● The problem:
Find every line below that contains the word "light", and copy each of those lines in full.

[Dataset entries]
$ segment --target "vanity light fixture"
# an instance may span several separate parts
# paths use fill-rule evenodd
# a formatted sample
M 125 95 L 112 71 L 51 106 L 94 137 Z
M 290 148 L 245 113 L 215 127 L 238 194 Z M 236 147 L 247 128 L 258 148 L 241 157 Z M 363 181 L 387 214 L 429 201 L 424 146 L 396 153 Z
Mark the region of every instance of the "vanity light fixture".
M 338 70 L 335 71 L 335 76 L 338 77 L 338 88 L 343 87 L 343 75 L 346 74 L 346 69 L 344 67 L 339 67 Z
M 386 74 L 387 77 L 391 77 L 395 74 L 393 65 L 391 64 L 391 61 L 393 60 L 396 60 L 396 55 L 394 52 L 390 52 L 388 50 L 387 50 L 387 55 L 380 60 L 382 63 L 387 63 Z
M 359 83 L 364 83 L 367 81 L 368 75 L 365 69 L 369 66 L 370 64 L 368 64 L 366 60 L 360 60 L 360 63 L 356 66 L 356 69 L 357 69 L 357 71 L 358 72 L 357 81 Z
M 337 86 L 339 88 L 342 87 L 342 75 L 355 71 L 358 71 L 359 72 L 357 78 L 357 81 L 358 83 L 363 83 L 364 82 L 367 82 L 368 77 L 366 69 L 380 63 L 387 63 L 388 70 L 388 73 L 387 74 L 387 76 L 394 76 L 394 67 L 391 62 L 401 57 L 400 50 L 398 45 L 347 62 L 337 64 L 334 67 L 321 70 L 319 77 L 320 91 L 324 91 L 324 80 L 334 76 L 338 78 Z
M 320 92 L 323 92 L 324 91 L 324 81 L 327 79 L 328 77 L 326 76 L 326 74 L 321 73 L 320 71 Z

● Solved exercise:
$ segment --target "vanity light fixture"
Mark the region of every instance of the "vanity light fixture".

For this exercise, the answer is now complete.